======== Supplied passage
Improve Network Agility with Zero Trust

Improve Network Agility With Zero Trust

What is Network Agility?

Network agility is the speed and ease with which a network can adapt to topological and voluminal changes while still maintaining resilience, security and optimal performance.

Major factors in maximizing network agility today include the use of software-based structure, the flexibility to be dictated by user patterns, integration of AI, big data, and advanced automation.

The top-level components of network agility are network automation (via AI), deployment speed and ease (via touchless provisioning and centralized architecture), scalability (automation in conjunction with virtualization), network visibility (streamlined data flows), and information security (by defining formalized protocols of security and access).

Much of the hype around network agility has started very recently, and so you’ll find that the above components use the current industry buzzwords like AI and automation. While you may or may not need to keep stride with all the emerging concepts of networking, one thing is certain. And that is: networks and networking in general is going through a change.

Some contributors to this change are the integration of cloud computing, remote access, and the WFH culture. Therefore, you may find you will benefit from understanding network agility and how Zero trust (explained later in depth) can enhance it in terms of security.

Why Should You Improve Network Agility?
================
======== Data section
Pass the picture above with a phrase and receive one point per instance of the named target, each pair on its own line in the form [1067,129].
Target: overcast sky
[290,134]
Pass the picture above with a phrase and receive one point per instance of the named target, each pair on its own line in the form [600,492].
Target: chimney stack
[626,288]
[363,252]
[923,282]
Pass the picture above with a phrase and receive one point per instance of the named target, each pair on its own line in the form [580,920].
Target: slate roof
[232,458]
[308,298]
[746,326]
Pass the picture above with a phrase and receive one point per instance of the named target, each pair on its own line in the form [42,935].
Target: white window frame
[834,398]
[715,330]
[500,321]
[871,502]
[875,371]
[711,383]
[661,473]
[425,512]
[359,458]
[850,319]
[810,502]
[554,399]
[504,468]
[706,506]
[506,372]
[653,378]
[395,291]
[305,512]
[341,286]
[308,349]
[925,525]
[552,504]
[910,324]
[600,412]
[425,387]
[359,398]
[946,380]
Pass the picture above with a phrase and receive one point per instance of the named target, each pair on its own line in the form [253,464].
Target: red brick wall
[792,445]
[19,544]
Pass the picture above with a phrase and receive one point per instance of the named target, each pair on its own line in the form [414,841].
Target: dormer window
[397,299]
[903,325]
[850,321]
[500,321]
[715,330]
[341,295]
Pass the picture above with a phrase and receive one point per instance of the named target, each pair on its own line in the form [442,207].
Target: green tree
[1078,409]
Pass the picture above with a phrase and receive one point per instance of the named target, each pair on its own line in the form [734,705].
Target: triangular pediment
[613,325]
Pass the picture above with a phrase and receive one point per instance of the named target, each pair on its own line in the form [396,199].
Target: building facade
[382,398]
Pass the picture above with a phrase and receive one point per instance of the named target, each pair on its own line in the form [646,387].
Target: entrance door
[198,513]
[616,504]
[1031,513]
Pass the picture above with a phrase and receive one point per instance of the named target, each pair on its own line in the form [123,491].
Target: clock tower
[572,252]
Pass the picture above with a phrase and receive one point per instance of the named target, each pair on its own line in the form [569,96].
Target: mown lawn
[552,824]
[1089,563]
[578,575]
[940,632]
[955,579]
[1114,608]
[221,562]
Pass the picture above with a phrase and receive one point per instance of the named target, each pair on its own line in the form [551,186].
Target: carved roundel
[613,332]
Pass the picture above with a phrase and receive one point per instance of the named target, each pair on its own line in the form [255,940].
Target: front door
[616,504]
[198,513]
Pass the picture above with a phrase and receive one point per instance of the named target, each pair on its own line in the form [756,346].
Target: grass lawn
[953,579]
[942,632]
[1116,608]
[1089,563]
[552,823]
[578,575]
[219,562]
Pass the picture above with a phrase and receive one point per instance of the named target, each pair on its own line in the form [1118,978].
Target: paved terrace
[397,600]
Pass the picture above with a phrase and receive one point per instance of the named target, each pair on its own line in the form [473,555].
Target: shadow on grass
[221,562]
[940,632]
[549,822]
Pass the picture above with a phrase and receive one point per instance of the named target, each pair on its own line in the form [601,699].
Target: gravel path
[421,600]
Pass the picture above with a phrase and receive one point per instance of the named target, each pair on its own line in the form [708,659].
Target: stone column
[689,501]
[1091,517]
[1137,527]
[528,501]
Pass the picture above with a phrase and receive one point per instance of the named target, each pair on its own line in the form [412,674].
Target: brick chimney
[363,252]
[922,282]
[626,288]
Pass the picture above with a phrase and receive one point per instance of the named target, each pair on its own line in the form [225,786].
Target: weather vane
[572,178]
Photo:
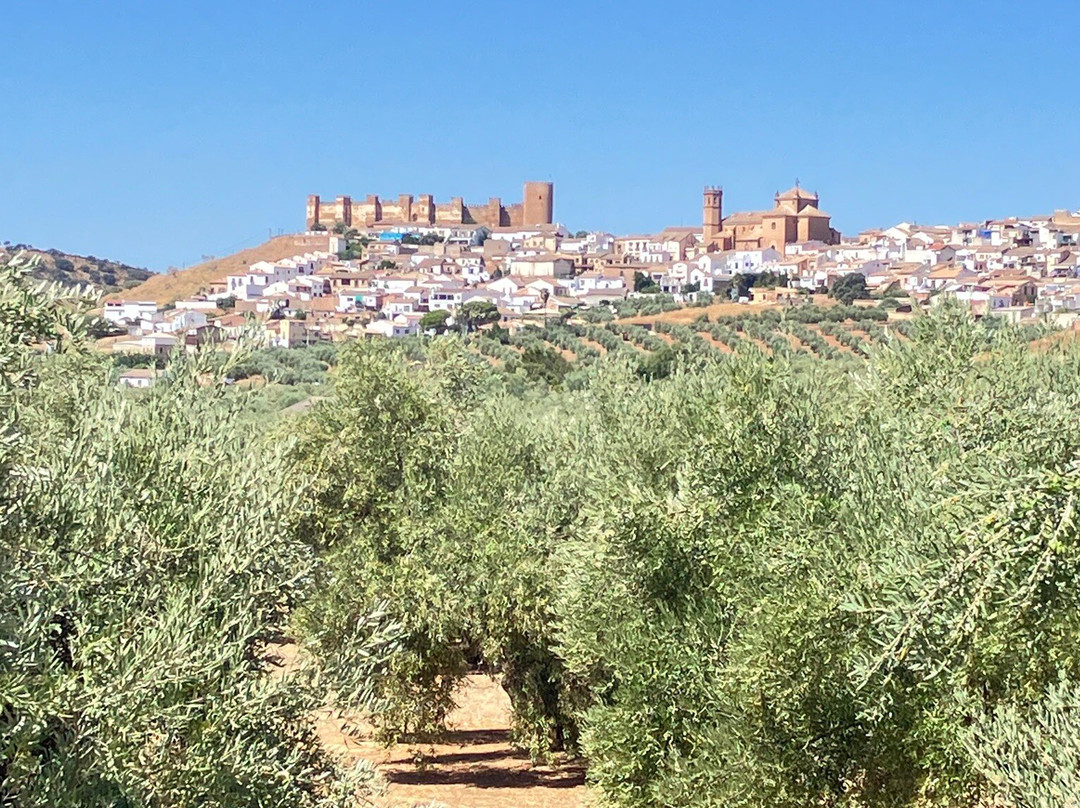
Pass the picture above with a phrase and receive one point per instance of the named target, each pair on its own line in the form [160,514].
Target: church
[795,217]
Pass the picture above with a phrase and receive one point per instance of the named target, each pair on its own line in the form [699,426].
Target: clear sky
[157,132]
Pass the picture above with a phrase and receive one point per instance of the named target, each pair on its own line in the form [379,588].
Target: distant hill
[72,270]
[180,283]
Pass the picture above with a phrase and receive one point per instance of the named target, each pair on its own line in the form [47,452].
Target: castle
[794,218]
[536,209]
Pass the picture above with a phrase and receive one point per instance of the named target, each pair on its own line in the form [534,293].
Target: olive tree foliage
[750,581]
[147,560]
[437,503]
[836,579]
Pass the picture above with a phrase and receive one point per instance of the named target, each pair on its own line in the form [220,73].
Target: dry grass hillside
[183,283]
[78,270]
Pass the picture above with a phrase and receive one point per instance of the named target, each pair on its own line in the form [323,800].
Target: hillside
[183,283]
[81,269]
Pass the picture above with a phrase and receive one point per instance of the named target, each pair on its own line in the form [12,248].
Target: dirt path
[474,767]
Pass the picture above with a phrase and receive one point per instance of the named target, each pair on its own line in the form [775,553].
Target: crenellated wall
[537,209]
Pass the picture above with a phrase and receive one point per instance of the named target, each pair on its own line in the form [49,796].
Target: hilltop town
[410,266]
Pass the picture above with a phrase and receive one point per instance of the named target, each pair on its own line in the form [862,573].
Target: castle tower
[539,203]
[313,205]
[345,210]
[712,214]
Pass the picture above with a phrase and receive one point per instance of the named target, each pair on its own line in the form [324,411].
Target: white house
[123,312]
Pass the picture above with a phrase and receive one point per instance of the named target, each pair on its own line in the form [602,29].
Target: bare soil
[474,766]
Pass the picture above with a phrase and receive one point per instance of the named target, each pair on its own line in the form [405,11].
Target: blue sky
[154,133]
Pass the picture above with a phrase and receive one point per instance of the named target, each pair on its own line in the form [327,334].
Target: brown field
[183,283]
[687,315]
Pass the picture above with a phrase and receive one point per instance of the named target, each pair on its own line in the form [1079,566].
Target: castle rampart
[537,207]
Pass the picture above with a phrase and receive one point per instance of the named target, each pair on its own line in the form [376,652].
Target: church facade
[795,217]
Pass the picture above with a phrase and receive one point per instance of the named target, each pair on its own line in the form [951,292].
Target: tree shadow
[490,777]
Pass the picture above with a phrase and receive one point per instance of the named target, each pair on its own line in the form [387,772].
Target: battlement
[537,207]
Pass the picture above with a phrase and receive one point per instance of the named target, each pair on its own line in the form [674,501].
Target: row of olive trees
[751,582]
[148,561]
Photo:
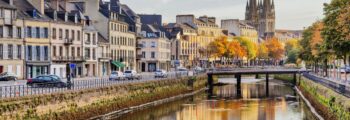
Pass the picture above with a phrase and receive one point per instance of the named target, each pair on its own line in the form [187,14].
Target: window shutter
[5,54]
[14,53]
[33,32]
[33,53]
[42,58]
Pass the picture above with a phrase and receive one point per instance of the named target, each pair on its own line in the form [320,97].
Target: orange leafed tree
[236,50]
[275,48]
[316,40]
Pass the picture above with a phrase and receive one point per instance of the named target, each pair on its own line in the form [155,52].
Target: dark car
[7,76]
[46,81]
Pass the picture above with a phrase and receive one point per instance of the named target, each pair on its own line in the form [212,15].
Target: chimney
[39,5]
[9,2]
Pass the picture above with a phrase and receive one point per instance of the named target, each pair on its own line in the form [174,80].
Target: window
[38,32]
[78,34]
[73,35]
[153,55]
[94,54]
[10,51]
[38,53]
[29,32]
[143,54]
[78,51]
[10,31]
[60,32]
[61,50]
[94,38]
[46,33]
[54,51]
[19,32]
[87,38]
[87,53]
[153,44]
[73,52]
[19,51]
[1,51]
[67,34]
[46,53]
[54,33]
[1,31]
[30,54]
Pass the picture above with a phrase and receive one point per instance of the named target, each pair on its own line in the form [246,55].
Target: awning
[118,64]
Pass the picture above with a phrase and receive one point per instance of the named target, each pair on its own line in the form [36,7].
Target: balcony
[67,59]
[139,57]
[105,56]
[139,46]
[68,41]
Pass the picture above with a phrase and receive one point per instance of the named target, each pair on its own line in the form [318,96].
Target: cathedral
[261,15]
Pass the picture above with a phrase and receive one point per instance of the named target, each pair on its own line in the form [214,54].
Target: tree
[251,47]
[275,48]
[236,50]
[292,56]
[292,44]
[337,27]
================
→ **Questions on the material**
#1 What does the network agility text list as contributors to the change networks are going through?
#2 Rewrite the network agility text from "Some contributors to" to "terms of security.", substituting "edge computing" for "cloud computing".

→ **Answers below**
#1 The integration of cloud computing, remote access, and the WFH culture.

#2
Some contributors to this change are the integration of edge computing, remote access, and the WFH culture. Therefore, you may find you will benefit from understanding network agility and how Zero trust (explained later in depth) can enhance it in terms of security.